===== Supplied entries =====

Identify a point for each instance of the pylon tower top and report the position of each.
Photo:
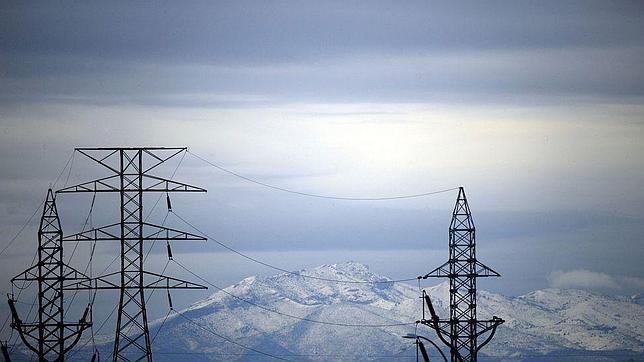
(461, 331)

=====
===== Supplied entries =====

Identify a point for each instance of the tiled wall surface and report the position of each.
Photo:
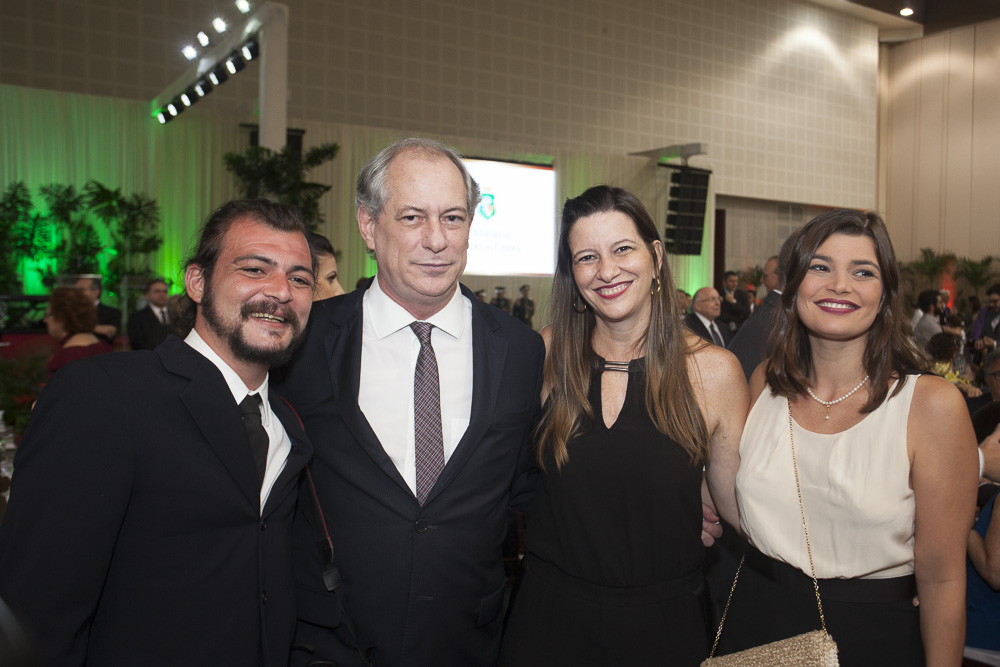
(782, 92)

=====
===== Supplied entries =====

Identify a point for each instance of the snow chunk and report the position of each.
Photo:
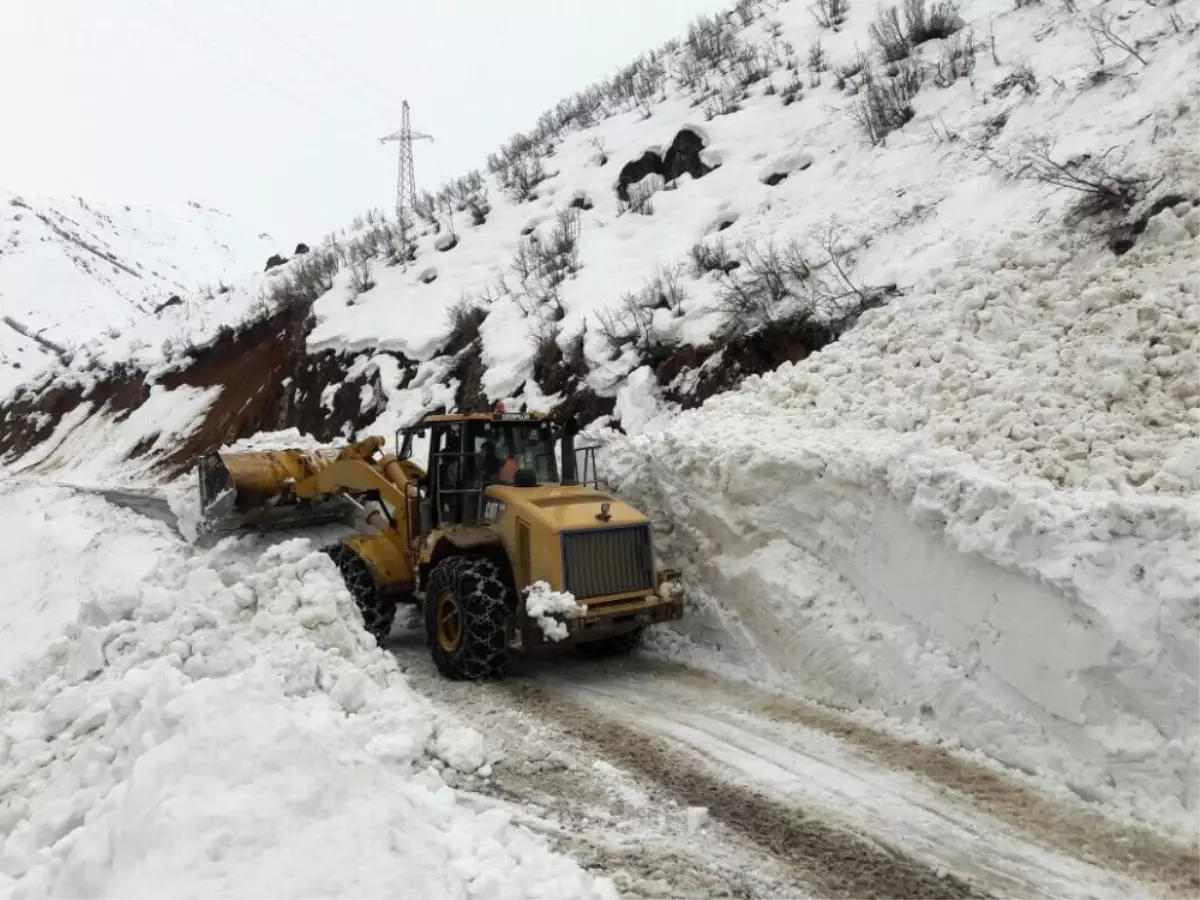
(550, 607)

=====

* **Your task**:
Pick out each line of the records that contains the word "report", and copy those lines unchanged.

* **Response to this exercise**:
Identify a point for each instance of the pylon tower top and report the position of each.
Identify a point for each instance of the tiled wall surface and report the position of each.
Identify a point for each instance of the snow chunk and report the position of each.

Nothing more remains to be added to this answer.